### WHAT IS EXPECTED:
Answer these questions from the blog on hybrid loan decisioning.
(a) Which constraints influence where models are deployed?
(b) On which platform does the loan approval classifier run?
(c) What does the ONNX-based regression model predict, and where is it deployed?

### TEXT PROVIDED:
════════

Hybrid loan-decisioning with OpenShift AI and Vertex AI

This blog presents a practical solution pattern that demonstrates how a modern financial application can make loan decisions using multiple machine learning (ML) systems deployed across hybrid environments. The architecture reflects real-world financial services requirements, where regulatory, compliance, and data residency constraints influence where models are deployed.

A distributed architecture for regulated environments

In this pattern, a loan approval classifier runs on Google Cloud using Vertex AI, while an ONNX-based regression model for interest rate prediction is deployed on Red Hat OpenShift AI running on premise. Many financial institutions require sensitive customer and risk data to remain on premise or within tightly controlled environments. Deploying OpenShift AI on premise enables these organizations to run ML workloads close to regulated data while still integrating with cloud-based services.

════════

### SOURCE MATERIAL:
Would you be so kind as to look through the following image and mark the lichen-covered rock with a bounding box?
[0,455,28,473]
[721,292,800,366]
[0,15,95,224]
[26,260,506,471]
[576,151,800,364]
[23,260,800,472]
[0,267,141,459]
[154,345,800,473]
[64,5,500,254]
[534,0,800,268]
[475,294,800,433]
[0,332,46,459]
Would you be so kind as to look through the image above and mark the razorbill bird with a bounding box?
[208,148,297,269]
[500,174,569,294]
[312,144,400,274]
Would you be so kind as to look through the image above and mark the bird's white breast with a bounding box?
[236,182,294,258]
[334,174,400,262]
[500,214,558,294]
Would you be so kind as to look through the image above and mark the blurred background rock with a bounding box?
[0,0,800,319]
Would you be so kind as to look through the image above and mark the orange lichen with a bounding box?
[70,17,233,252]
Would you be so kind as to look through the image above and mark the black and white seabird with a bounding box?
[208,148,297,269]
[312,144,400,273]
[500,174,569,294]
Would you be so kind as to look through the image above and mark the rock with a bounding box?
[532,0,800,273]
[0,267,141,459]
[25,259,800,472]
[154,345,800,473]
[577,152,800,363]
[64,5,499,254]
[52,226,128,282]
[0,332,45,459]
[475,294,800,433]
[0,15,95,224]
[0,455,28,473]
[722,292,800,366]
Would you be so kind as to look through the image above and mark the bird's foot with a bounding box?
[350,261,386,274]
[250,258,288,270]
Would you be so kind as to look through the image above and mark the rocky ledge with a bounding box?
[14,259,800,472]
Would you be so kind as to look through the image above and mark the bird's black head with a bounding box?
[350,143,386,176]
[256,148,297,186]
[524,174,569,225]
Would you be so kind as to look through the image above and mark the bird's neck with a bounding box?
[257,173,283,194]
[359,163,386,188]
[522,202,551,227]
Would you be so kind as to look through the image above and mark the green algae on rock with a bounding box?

════════

### EXERCISE ANSWER:
(a) Regulatory, compliance, and data residency constraints.
(b) Google Cloud, using Vertex AI.
(c) Interest rates; it is deployed on Red Hat OpenShift AI running on premise.